La crise du logement au Québec, marquée par une hausse des loyers et un manque de logements abordables, affecte particulièrement les ménages à faible revenu. Ces dernières années, les expulsions pour rénovation se sont multipliées, tandis que les nouvelles constructions privilégient les logements de luxe au détriment des logements sociaux (Gaudreau 2022). Parallèlement, de plus en plus de personnes se retrouvent en situation d’itinérance. Les politiques publiques actuelles, favorisant la construction de logements abordables 1 par le marché privé, se révèlent souvent inadéquates pour les moins fortunés, reflet d’un tournant néolibéral (Reiser 2020). L’objectif de cet article est de mieux comprendre les récentes politiques en habitation au Québec et leur effet sur le phénomène de l’itinérance et des campements de personnes en situation d’itinérance (PSI) à Montréal. En laissant la porte ouverte au marché capitaliste, l’État réussit-il réellement à rendre les logements plus abordables pour les moins nantis de notre société ?

▶ **Consignes de travail**
a) Indiquez si chaque affirmation concorde avec l'article sur la crise du logement au Québec, en répondant par oui ou non et en citant les mots de l'article qui tranchent.
(i) Les nouvelles constructions favorisent les logements sociaux.
(ii) Le nombre de personnes en situation d'itinérance augmente.
(iii) L'article étudie les campements de personnes en situation d'itinérance à Québec.
b) Répondez brièvement à ces questions sur l'article sur la crise du logement au Québec.
(i) Par quoi la crise du logement est-elle marquée ?
(ii) Quel type d'expulsions s'est multiplié ces dernières années ?
(iii) De quel tournant les politiques publiques actuelles sont-elles le reflet ?
c) Poursuivez l'article sur la crise du logement au Québec à la suite de sa dernière phrase.

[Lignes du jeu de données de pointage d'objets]
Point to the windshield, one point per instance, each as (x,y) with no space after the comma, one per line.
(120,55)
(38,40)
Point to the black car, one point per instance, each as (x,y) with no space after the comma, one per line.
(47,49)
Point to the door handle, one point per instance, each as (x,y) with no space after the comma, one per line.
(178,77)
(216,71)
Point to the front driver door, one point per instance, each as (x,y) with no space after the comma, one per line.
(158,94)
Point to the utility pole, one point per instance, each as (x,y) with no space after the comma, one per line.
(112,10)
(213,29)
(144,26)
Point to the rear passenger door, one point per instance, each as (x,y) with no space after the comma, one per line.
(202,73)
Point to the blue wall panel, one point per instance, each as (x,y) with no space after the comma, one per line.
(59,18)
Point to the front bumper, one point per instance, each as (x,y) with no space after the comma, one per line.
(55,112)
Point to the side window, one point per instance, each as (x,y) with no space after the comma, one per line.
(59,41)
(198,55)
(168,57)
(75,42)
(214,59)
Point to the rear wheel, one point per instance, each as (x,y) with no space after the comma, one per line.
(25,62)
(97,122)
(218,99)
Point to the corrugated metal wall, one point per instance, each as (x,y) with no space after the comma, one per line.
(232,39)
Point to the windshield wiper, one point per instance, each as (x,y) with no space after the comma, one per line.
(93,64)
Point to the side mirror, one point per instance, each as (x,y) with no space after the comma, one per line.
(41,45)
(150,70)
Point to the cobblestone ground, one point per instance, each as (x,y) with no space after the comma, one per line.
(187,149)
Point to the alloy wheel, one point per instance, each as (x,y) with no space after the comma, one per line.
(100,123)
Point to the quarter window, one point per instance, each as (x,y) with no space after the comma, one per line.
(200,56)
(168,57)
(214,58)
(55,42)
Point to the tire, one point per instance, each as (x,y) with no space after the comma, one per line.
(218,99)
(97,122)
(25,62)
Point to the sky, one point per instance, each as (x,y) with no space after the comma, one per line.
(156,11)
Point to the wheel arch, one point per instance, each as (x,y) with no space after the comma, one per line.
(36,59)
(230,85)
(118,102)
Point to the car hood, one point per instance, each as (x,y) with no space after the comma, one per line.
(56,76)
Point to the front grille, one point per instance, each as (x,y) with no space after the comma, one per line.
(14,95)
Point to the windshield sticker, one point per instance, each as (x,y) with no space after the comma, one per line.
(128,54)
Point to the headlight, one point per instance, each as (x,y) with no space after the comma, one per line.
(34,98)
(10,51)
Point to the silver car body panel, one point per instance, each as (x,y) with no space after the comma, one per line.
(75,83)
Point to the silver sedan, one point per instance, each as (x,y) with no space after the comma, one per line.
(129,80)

▶ **Réponses aux consignes**
a)
(i) Non : « les nouvelles constructions privilégient les logements de luxe au détriment des logements sociaux »
(ii) Oui : « de plus en plus de personnes se retrouvent en situation d’itinérance »
(iii) Non : « des campements de personnes en situation d’itinérance (PSI) à Montréal »

b)
(i) Par une hausse des loyers et un manque de logements abordables.
(ii) Les expulsions pour rénovation.
(iii) D'un tournant néolibéral.

c)
Mise en contexte

La réalité québécoise en ce qui concerne le logement locatif est plus que préoccupante. Un bon nombre de Québécois-es subissent, à divers degrés, ce qu’on hésite désormais à appeler une « crise du logement », tant cela est un problème structurel (Tranjan 2023). Cette situation se manifeste de manière plus ou moins sévère: un choix et un accès à un logement, des mobilités résidentielles de plus en plus restreintes, une part du logement dans le budget des individus qui explose (au point de devenir le premier poste de dépense budgétaire des ménages), des évictions, etc.

Le prix des loyers augmente à vue d’œil, on observe une tendance marquée par une diminution des logements abordables pour la population disposant de moins de capital et de plus en plus d’expulsions pour rénovation. Parallèlement, les nouvelles constructions de logements à Montréal montrent une préférence notable pour les logements de luxe et un déficit de logements sociaux, en partie dû au désengagement de l’État dans ce domaine (Gaudreau 2022). Ces éléments accentuent les inégalités sociales et la précarité, rendant difficile pour les ménages modestes de trouver un logement décent et abordable.

Crise de l’itinérance et campement de PSI

L’itinérance, un problème majeur dans tous les territoires, comprend une diversité de situations influencées par les conditions politiques et économiques actuelles. C’est le résultat d’un processus où les individus peinent à maintenir un logement stable en raison de divers facteurs structurels, institutionnels et individuels (Grimard et al. 2023).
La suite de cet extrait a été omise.